Los gauchos están contestes en afirmar que varias hembras ponen en el mismo nido. Se me ha referido positivamente que en la mitad del día se ha visto a cuatro o cinco hembras ir al mismo nido una tras otra. También se cree en Africa que dos o más hembras ponen en un solo nido [14]. Aunque este hábito parece extraño a primera vista, creo que la causa puede explicarse de una manera sencilla. El número de huevos de cada nido varía de 20 a 40, y aun 50, y, según Azara, a veces hasta 60 u 80. Ahora bien: es más probable, atendido al número extraordinariamente grande de huevos hallados en una comarca limitada, en proporción al de aves padres, y con relación al estado del ovario de la hembra, que ésta ponga durante la estación un gran número, bien que el tiempo requerido sea muy largo. Afirma Azara [15] que una hembra en estado de domesticidad puso 17 huevos dejando un intervalo de tres días entre uno y otro. Si la hembra tuviera que incubar sus huevos antes de poner el último, el primero probablemente estaría huero; pero si cada una pusiera unos pocos huevos en períodos sucesivos y en diferentes nidos, y si varías se reunieran en uno mismo, según se asegura que ocurre, entonces los huevos de una colección serían próximamente del mismo tiempo. Si el número de huevos en uno de estos nidos es, como creo, no mayor, por término medio, que el de los que pone una hembra en la estación, debe haber tantos nidos como hembras y cada macho ha de tener su buena parte en el trabajo de incubación, y durante el periodo en que las hembras no pueden probablemente incubar por no haber terminado la puesta [16]. He mencionado anteriormente el gran número de guachos o huevos abandonados, y a propósito de ello he dicho que en un día de caza se hallaron 20 en ese estado. Parece extraño que se pierdan tantos. ¿No provendrá de la dificultad de asociarse varias hembras y de hallar un macho dispuesto a emprender el trabajo de incubación? Es evidente que en un principio debe de haber algún grado de asociación, al menos entre dos hembras; a no ser así, los huevos permanecerían dispersos en las grandes llanuras, a distancias demasiado grandes para permitir al macho recogerlos en un nido; algunos autores han creído que los huevos dispersos son puestos para alimentar a las crías. Difícilmente puede suceder así en América, porque los huachos, aunque frecuentemente hueros y podridos, están generalmente llenos [17].

Entradas de la colección:
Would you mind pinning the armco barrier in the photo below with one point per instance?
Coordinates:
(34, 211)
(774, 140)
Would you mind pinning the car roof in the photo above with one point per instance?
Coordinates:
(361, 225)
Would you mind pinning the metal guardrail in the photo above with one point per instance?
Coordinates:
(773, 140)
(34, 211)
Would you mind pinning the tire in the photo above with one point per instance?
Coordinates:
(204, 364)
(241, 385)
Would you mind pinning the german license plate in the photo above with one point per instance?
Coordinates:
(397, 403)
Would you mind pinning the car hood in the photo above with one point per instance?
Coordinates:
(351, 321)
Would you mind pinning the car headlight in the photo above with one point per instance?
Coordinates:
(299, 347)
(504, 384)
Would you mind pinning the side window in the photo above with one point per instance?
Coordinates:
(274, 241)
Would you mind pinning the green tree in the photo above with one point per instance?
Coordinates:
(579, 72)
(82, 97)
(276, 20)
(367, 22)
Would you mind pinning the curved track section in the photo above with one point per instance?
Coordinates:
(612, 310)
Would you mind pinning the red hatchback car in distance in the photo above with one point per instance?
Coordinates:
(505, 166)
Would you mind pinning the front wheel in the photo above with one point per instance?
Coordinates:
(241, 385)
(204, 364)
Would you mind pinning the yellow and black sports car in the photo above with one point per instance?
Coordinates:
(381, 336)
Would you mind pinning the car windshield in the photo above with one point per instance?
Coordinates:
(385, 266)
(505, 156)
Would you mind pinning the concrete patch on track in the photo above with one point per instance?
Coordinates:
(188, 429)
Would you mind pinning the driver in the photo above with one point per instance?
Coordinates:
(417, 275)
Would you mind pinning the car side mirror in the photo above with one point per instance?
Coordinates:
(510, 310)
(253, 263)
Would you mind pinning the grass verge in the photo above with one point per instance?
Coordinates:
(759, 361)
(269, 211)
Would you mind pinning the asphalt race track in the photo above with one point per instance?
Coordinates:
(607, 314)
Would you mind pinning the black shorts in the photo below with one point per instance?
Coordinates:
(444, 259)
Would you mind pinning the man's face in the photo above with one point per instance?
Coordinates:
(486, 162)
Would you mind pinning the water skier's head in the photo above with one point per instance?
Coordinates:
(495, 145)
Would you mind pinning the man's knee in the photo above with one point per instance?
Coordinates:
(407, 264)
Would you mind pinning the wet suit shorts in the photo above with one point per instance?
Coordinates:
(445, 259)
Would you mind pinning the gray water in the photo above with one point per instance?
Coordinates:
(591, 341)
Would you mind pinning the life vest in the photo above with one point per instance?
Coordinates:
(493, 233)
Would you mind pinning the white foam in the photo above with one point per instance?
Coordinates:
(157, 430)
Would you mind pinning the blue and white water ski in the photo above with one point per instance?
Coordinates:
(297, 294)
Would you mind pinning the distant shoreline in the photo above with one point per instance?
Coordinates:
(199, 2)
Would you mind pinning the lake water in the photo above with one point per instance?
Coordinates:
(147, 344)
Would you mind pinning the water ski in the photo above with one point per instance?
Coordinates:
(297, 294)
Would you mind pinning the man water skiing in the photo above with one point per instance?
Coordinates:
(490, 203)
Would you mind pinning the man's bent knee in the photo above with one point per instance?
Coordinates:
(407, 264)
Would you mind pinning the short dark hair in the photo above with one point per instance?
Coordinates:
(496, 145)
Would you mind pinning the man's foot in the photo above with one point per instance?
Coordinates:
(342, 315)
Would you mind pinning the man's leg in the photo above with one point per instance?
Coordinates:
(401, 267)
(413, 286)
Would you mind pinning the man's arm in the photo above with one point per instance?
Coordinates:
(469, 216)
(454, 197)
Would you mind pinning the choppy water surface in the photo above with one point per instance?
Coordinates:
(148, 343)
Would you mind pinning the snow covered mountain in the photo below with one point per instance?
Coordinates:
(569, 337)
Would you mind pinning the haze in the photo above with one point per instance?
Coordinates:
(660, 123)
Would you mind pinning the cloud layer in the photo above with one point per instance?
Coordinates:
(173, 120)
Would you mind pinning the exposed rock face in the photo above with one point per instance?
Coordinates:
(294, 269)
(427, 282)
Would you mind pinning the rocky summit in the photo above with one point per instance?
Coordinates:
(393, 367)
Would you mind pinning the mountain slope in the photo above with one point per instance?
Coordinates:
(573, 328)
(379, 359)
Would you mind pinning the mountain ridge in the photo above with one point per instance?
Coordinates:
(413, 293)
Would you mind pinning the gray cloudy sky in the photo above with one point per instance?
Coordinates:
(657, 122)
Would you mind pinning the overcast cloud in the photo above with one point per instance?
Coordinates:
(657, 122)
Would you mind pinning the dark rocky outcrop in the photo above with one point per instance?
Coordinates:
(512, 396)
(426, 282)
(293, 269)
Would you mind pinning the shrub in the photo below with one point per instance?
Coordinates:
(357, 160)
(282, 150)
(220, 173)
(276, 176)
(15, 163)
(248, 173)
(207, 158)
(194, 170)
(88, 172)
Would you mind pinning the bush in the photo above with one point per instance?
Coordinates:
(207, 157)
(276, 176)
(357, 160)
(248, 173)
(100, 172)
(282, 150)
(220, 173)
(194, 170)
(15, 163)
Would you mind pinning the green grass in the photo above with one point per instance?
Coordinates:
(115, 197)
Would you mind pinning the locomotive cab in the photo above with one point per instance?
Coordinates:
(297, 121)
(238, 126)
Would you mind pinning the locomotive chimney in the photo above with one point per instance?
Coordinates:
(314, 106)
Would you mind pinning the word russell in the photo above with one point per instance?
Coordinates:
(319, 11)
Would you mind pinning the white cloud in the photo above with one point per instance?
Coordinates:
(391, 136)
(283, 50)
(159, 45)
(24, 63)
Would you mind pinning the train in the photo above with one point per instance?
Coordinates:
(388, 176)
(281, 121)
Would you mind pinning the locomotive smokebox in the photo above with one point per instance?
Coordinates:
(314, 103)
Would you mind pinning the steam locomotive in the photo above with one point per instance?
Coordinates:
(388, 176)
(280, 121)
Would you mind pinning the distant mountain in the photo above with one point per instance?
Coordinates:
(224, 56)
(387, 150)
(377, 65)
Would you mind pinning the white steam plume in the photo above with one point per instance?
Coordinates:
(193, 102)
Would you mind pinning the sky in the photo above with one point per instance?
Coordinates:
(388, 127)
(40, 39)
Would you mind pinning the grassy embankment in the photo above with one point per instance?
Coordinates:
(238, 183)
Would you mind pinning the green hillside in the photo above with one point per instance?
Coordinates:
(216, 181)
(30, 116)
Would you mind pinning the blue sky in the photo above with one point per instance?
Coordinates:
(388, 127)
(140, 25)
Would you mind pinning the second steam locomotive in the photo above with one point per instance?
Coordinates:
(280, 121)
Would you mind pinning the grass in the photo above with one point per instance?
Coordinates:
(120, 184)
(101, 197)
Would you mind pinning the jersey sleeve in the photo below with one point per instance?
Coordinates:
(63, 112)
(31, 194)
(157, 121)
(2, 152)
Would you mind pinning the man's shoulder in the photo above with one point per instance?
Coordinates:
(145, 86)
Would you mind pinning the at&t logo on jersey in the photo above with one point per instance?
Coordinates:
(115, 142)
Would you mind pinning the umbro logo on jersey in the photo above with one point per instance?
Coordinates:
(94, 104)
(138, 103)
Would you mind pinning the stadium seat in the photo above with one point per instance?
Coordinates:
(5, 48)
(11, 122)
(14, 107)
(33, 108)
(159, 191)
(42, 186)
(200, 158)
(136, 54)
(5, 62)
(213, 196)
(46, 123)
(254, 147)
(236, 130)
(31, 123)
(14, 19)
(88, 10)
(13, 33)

▸ **TRABAJO REQUERIDO**: Por favor, escribe cómo sigue el fragmento sobre la puesta de huevos en nidos compartidos, a partir de su última oración.

▸ **ESPACIO DE RESPUESTA**:
Cuando estuve en el río Negro, en la Patagonia Septentrional, oí repetidas veces a los gauchos hablar de un ave muy rara, que llamaban Avestruz Petise. Decían que era menor que el avestruz común, allí abundante, pero de una estrecha semejanza o forma general. Añadían que tenía el color obscuro y moteado, y las patas más cortas, guarnecidas de pluma en una longitud mayor que la del avestruz común. Se le caza más fácilmente que a otras especies con las bolas. Los pocos habitantes del país que habían visto las dos clases afirmaban que podían distinguirlas desde una gran distancia. Sin embargo de esto, parece ser que los huevos de la especie pequeña eran conocidos más generalmente, y se observó con sorpresa que su tamaño era casi igual al de los huevos del Rhea, pero diferenciándose en la forma y en un tinte azul pálido. Esta especie se halla muy rara vez en las llanuras de las márgenes del río Negro, pero cerca de grado y medio más al Sur abundan en cantidad regular.

Estando en Puerto Deseado, en. Patagonia (48° de latitud), Mr. Martens mató de un tiro un avestruz; le eché una ojeada, olvidando momentáneamente, del modo más inverosímil, toda la historia de los Petises, y creí que era un ejemplar ordinario, todavía no bien crecido. Fué guisado y comido antes de que volviese mi memoria. Por fortuna, se conservaron la cabeza, el cuello, las patas, las alas, muchas de las plumas mayores y una gran parte de la piel, y con estos elementos se ha reconstituido un ejemplar casi del todo perfecto, que al presente se exhibe en el Museo de la Sociedad Zoológica. Mr. Gould, al describir esta nueva especie me ha honrado designándola con mi nombre [18].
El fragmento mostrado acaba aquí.